Gotta say I agree with your wife.  Either buy a new saw or just take the $175 and buy a cheaper saw like a Craftsman, echo or whatever.  Lots of cheap saws out there will do the job you need done for not alot of money, you just have to take a bit more time and be gentle with it.  My Craftsman 18" saw has been with me for probably 9-10 years now, I cut a good 5-7 cords a year with it...been through a handful of chains, other than that its been maintenance free apart from an annual cleaning.


----------



## ManiacPD (May 8, 2009)

To me that seems like a lot of cash for a 25 year old saw.  The new ones are lighter and have more safety features.  If you're gonna own it for a while save your pennies and go with something newer.


----------



## Slow1 (May 11, 2009)

Ahh the plot thickens.

I went to look at it Saturday.  I pretty much didn't expect to buy it, but went anyway.  It pretty much was as I expected.  On the "compression test" I tried picking it up by the starter pull and it lifted the saw up but I could pull it and feel a 'chug chug' type of drop as it seemed to turn the engine (?).  I'm not all that familiar with what I am supposed to get there you know.  This is a pretty heavy saw and I didn't want to go dropping it at some weird angle there and have the owner say "you bent/damaged the bar, you bought it"... so I didn't push my luck there.

(DATASET RECORDS)
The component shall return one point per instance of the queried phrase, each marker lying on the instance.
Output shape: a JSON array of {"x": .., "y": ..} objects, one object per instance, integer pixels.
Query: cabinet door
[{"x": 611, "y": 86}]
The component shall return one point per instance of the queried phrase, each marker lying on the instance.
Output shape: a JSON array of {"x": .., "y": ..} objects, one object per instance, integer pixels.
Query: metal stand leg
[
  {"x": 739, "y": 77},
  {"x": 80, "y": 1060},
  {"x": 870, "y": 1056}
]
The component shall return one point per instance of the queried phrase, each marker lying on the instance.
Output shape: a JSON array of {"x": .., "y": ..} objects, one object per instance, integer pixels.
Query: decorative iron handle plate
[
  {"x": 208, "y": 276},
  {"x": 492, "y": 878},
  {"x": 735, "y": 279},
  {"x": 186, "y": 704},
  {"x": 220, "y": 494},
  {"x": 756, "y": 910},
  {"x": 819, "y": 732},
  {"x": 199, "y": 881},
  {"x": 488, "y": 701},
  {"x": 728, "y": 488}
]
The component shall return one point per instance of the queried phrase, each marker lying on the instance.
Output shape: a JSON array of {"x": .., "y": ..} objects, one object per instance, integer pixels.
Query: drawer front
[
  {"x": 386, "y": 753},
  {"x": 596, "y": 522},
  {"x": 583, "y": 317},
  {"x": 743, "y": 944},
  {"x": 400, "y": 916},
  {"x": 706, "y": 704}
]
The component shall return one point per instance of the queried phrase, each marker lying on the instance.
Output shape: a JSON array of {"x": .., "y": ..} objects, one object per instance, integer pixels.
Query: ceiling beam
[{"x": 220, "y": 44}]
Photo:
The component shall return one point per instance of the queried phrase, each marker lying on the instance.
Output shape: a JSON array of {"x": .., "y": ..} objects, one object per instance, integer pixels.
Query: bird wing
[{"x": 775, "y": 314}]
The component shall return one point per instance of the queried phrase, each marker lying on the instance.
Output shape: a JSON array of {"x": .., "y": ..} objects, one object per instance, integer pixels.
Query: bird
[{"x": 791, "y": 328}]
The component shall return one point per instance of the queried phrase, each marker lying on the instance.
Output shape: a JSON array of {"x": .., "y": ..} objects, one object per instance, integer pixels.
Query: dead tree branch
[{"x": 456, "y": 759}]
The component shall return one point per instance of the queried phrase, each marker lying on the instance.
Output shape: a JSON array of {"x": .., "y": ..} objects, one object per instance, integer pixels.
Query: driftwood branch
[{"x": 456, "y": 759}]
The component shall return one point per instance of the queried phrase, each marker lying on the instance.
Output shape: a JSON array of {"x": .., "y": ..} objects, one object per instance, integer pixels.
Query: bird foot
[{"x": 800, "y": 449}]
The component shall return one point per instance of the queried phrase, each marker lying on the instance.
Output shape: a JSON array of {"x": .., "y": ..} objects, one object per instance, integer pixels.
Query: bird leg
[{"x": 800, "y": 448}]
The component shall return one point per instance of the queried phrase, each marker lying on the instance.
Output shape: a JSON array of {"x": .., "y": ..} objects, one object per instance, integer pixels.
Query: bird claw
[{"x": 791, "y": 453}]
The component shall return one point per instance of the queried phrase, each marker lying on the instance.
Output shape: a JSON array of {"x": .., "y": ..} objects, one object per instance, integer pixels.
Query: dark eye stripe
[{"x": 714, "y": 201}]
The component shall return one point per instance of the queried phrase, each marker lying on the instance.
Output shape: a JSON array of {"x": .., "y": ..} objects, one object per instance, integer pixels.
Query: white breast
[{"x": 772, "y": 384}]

(PROBLEMS TO WORK ON)
1. Duplicate the passage of the chainsaw thread from "## ManiacPD (May" up to and including "with something newer.".
2. In the chainsaw thread, condense the paragraph beginning "I went to look at it Saturday." into a short bulleted list that keeps its main facts.
The items play no part in what is asked here.

(EXERCISE SOLUTIONS)
1.
## ManiacPD (May 8, 2009)

To me that seems like a lot of cash for a 25 year old saw.  The new ones are lighter and have more safety features.  If you're gonna own it for a while save your pennies and go with something newer.

2.
- Went to see the saw on Saturday without really expecting to buy it, and found it much as expected.
- For a "compression test," lifted the saw by the starter pull: it raised the saw, and a "chug chug" drop could be felt as it seemed to turn the engine.
- Was unsure what result to look for.
- Did not push further, since the saw was heavy and dropping it at an odd angle might have led the owner to claim the bar was bent or damaged.